*Document segment:*
When we look at a crime from a distance, we assume this cannot happen to us, or to those near us. When these crimes happen to people you knew even distantly, the enormity of it strikes with full force. Last week, a friend of mine was found possibly raped and murdered in a hotel room in Bihar. Despite active online campaigning for justice, I know in my heart that not much will be done. I know for a fact that enthusiasm will die down. I know for certain, that it will take years to bring justice for a crime committed without remorse.
Last evening, while returning from work in the evening, I noticed the urgency in everyone’s footsteps. They were scurrying to run home, to escape the onslaught of the rain on Delhi roads. Our CM says ‘one can/must only pray’ to avoid water-logging, flooding on the streets. So, we ran home-ward bound, to avoid being electrocuted by AC wires hidden in the rain, to avoid car engines breaking down in the middle of a road, where the water reaches its bonnet, to avoid being drenched and leered at by by-standing men, to avoid the costs of over-charge to cabs and autos—to avoid, being dead, raped or destitute.
While in the shared auto, I could see the raging black clouds behind us, creeping up stealthily, consistently. And each one of us, meek as a mouse, was hoping to get home, to escape the fury.

*Dataset content:*
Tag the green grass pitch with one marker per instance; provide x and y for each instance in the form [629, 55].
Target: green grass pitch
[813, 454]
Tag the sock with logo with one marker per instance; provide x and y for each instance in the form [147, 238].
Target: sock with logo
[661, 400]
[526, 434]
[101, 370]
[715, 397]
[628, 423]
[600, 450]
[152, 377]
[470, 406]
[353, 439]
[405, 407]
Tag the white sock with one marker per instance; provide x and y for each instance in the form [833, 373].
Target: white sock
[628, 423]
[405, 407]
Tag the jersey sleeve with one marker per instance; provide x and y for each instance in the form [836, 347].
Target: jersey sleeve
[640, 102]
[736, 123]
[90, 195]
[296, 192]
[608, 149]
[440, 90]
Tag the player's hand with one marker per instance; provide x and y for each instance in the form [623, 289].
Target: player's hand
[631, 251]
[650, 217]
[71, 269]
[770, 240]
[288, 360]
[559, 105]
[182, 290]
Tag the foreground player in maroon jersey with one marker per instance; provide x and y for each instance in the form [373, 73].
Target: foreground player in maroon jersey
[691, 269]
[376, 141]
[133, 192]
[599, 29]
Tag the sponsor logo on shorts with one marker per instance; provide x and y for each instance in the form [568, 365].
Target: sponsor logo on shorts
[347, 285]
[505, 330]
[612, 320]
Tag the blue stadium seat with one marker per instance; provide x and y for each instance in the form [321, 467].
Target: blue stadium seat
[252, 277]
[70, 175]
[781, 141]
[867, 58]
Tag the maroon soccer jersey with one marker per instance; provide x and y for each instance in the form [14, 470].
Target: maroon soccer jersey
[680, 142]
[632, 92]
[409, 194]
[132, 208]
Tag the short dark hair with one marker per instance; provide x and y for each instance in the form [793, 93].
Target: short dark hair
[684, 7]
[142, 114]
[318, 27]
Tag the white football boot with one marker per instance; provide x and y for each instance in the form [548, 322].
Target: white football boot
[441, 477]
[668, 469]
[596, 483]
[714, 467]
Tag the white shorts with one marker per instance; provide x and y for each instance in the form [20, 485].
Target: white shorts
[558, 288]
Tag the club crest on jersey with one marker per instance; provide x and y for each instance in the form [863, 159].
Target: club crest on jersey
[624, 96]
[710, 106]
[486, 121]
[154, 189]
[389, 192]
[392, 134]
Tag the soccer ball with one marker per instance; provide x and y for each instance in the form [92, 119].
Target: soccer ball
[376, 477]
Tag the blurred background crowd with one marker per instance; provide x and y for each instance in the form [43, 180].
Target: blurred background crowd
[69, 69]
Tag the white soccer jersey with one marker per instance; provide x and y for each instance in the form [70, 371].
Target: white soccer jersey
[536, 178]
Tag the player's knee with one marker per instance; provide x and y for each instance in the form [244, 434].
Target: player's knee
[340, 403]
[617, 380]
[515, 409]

*Given problem:* Carry the essay on crime and the rainy Delhi commute forward, starting after its final sentence. The records come from a different source than the essay.

*Solved exercise:*
Being chased by the rain brought on realisations of growing up, of stressing out, of realizing the mortality of parents, of siblings, of friends, of yourself. Being chased by the rain, made me dwell on the horrors around me. Being chased by the rain made me look within, and wonder, is human existence meant to be so fragile? So futile? So worrisome?

I’d rather be a dragonfly, unaware and free to flit past the monsters of humanity.

Friday 26 July 2013

For Sneha

For Sneha, a brave and spirited woman, who was found possibly raped, and murdered in a hotel room in Munger, Bihar.

She was a shining example of a state
That has become a metaphor- Bihar.
She fought for independence, for disengagement.
From her tribes of yore.
She revolted to become a phenomenal woman.
To break the shackles of slavery
Her womankind had been bruised with.
She revelled in laughter, in children, in the little things.
She turned the government on its head
Being a part of the system that mocked her.
Working, shoulder to shoulder, with men
Who wondered agape at her ferocity.
She gave herself to educating the little ones-
Still clueless of the marshes that lay before them.

She now hangs, by a chlorine scented bedsheet
From the window- semi-nude, for the world to see.
They heard her muffled screams, they heard that cry.
And muted themselves against the carnal monster
Feeding himself off her.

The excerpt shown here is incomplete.